* PROBLEM TO SOLVE: Which lines of the listing below contain the word "metal"? Show each one, copied in full, and count a match only when the case is the same.
** BEGIN **
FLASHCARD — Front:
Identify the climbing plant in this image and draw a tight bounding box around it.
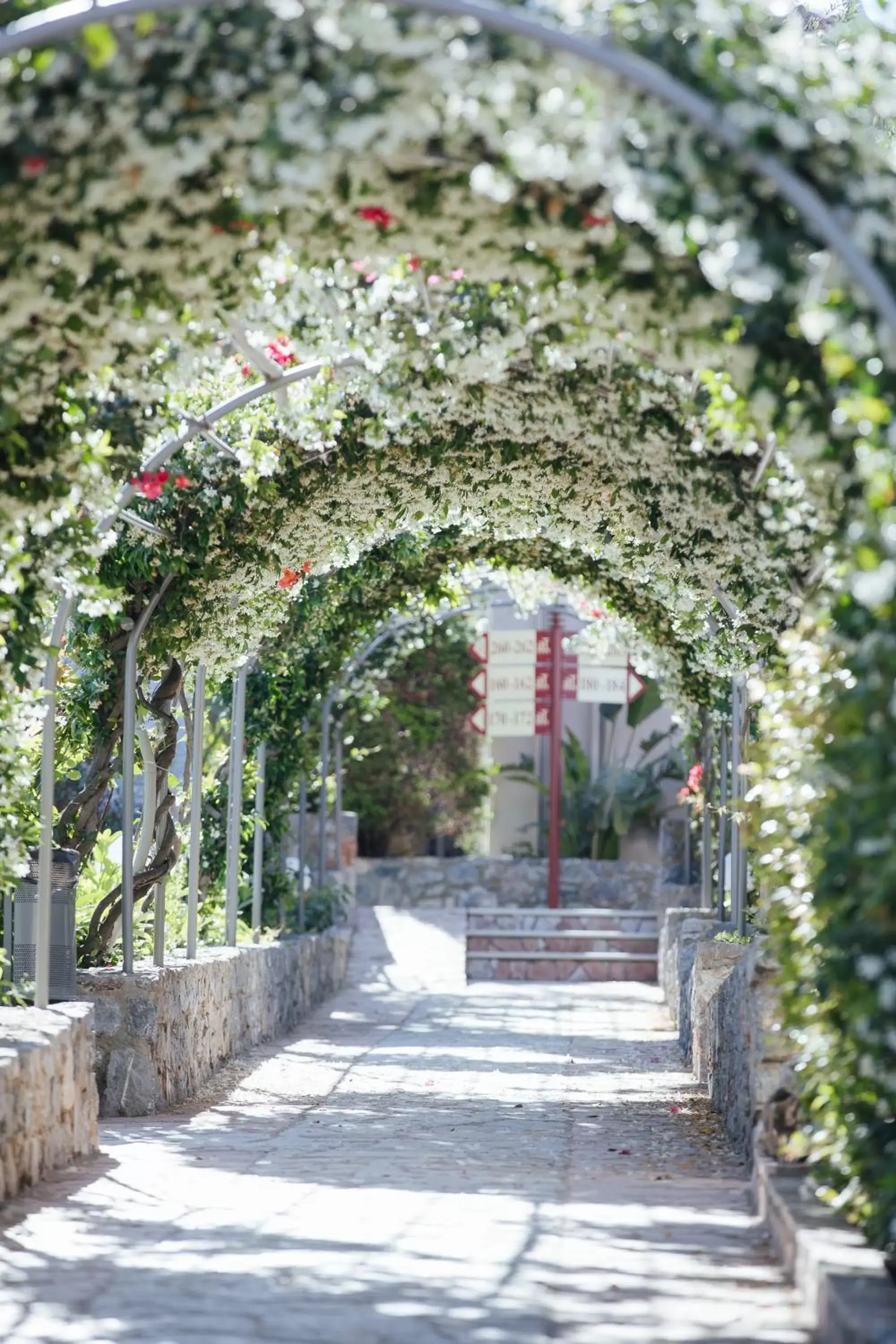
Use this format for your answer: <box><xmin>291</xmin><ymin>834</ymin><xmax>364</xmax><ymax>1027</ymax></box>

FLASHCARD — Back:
<box><xmin>0</xmin><ymin>0</ymin><xmax>896</xmax><ymax>1239</ymax></box>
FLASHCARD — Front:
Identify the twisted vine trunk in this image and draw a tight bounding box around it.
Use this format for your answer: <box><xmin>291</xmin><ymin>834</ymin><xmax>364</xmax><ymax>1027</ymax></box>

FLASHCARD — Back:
<box><xmin>75</xmin><ymin>659</ymin><xmax>184</xmax><ymax>965</ymax></box>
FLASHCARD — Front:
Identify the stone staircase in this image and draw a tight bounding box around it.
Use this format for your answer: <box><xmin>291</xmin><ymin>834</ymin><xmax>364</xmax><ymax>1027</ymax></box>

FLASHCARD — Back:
<box><xmin>466</xmin><ymin>906</ymin><xmax>658</xmax><ymax>984</ymax></box>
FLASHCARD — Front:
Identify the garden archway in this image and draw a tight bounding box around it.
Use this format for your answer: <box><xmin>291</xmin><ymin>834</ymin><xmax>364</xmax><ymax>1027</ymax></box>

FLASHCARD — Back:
<box><xmin>0</xmin><ymin>5</ymin><xmax>896</xmax><ymax>1242</ymax></box>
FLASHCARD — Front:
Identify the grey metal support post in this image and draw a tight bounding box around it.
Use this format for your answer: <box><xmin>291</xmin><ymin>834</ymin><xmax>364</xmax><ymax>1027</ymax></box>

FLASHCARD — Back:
<box><xmin>224</xmin><ymin>663</ymin><xmax>249</xmax><ymax>948</ymax></box>
<box><xmin>121</xmin><ymin>574</ymin><xmax>173</xmax><ymax>976</ymax></box>
<box><xmin>34</xmin><ymin>597</ymin><xmax>76</xmax><ymax>1008</ymax></box>
<box><xmin>253</xmin><ymin>742</ymin><xmax>267</xmax><ymax>942</ymax></box>
<box><xmin>719</xmin><ymin>723</ymin><xmax>728</xmax><ymax>923</ymax></box>
<box><xmin>0</xmin><ymin>890</ymin><xmax>12</xmax><ymax>984</ymax></box>
<box><xmin>700</xmin><ymin>710</ymin><xmax>712</xmax><ymax>910</ymax></box>
<box><xmin>298</xmin><ymin>722</ymin><xmax>308</xmax><ymax>933</ymax></box>
<box><xmin>737</xmin><ymin>675</ymin><xmax>750</xmax><ymax>938</ymax></box>
<box><xmin>333</xmin><ymin>719</ymin><xmax>343</xmax><ymax>878</ymax></box>
<box><xmin>731</xmin><ymin>672</ymin><xmax>743</xmax><ymax>929</ymax></box>
<box><xmin>317</xmin><ymin>687</ymin><xmax>333</xmax><ymax>891</ymax></box>
<box><xmin>187</xmin><ymin>663</ymin><xmax>206</xmax><ymax>961</ymax></box>
<box><xmin>152</xmin><ymin>878</ymin><xmax>167</xmax><ymax>966</ymax></box>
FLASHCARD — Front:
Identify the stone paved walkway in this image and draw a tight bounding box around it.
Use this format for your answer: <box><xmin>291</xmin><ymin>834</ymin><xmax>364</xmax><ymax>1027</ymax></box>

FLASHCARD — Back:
<box><xmin>0</xmin><ymin>910</ymin><xmax>809</xmax><ymax>1344</ymax></box>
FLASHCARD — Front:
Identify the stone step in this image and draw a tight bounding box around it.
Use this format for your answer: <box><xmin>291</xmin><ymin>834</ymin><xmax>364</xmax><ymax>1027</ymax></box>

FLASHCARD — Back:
<box><xmin>466</xmin><ymin>910</ymin><xmax>658</xmax><ymax>938</ymax></box>
<box><xmin>466</xmin><ymin>950</ymin><xmax>657</xmax><ymax>984</ymax></box>
<box><xmin>466</xmin><ymin>906</ymin><xmax>657</xmax><ymax>922</ymax></box>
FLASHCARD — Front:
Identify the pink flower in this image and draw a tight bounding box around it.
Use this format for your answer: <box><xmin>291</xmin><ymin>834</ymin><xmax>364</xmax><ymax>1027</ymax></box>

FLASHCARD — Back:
<box><xmin>359</xmin><ymin>206</ymin><xmax>395</xmax><ymax>228</ymax></box>
<box><xmin>265</xmin><ymin>336</ymin><xmax>296</xmax><ymax>368</ymax></box>
<box><xmin>130</xmin><ymin>468</ymin><xmax>169</xmax><ymax>500</ymax></box>
<box><xmin>22</xmin><ymin>155</ymin><xmax>50</xmax><ymax>177</ymax></box>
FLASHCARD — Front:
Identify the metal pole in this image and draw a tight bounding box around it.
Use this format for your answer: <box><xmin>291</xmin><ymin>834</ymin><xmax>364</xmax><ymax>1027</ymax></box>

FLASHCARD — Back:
<box><xmin>548</xmin><ymin>612</ymin><xmax>563</xmax><ymax>910</ymax></box>
<box><xmin>121</xmin><ymin>574</ymin><xmax>173</xmax><ymax>976</ymax></box>
<box><xmin>253</xmin><ymin>742</ymin><xmax>267</xmax><ymax>942</ymax></box>
<box><xmin>298</xmin><ymin>758</ymin><xmax>308</xmax><ymax>933</ymax></box>
<box><xmin>317</xmin><ymin>687</ymin><xmax>333</xmax><ymax>891</ymax></box>
<box><xmin>700</xmin><ymin>710</ymin><xmax>712</xmax><ymax>910</ymax></box>
<box><xmin>333</xmin><ymin>720</ymin><xmax>343</xmax><ymax>878</ymax></box>
<box><xmin>731</xmin><ymin>675</ymin><xmax>743</xmax><ymax>927</ymax></box>
<box><xmin>152</xmin><ymin>878</ymin><xmax>167</xmax><ymax>966</ymax></box>
<box><xmin>224</xmin><ymin>663</ymin><xmax>249</xmax><ymax>948</ymax></box>
<box><xmin>34</xmin><ymin>597</ymin><xmax>74</xmax><ymax>1008</ymax></box>
<box><xmin>737</xmin><ymin>673</ymin><xmax>750</xmax><ymax>938</ymax></box>
<box><xmin>0</xmin><ymin>890</ymin><xmax>12</xmax><ymax>982</ymax></box>
<box><xmin>187</xmin><ymin>663</ymin><xmax>206</xmax><ymax>961</ymax></box>
<box><xmin>717</xmin><ymin>722</ymin><xmax>728</xmax><ymax>923</ymax></box>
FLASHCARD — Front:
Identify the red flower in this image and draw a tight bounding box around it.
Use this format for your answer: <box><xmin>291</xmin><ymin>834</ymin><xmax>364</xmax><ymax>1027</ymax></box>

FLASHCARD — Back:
<box><xmin>358</xmin><ymin>206</ymin><xmax>395</xmax><ymax>228</ymax></box>
<box><xmin>130</xmin><ymin>468</ymin><xmax>169</xmax><ymax>500</ymax></box>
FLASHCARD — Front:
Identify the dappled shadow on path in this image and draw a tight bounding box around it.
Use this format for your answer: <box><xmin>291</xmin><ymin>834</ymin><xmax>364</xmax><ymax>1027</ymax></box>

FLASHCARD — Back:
<box><xmin>0</xmin><ymin>919</ymin><xmax>807</xmax><ymax>1344</ymax></box>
** END **
* TASK ANSWER:
Identify the grey metal support post in this image and draw a tight bounding box around it.
Identify the metal pole in this image and draw a tight bounding box around it.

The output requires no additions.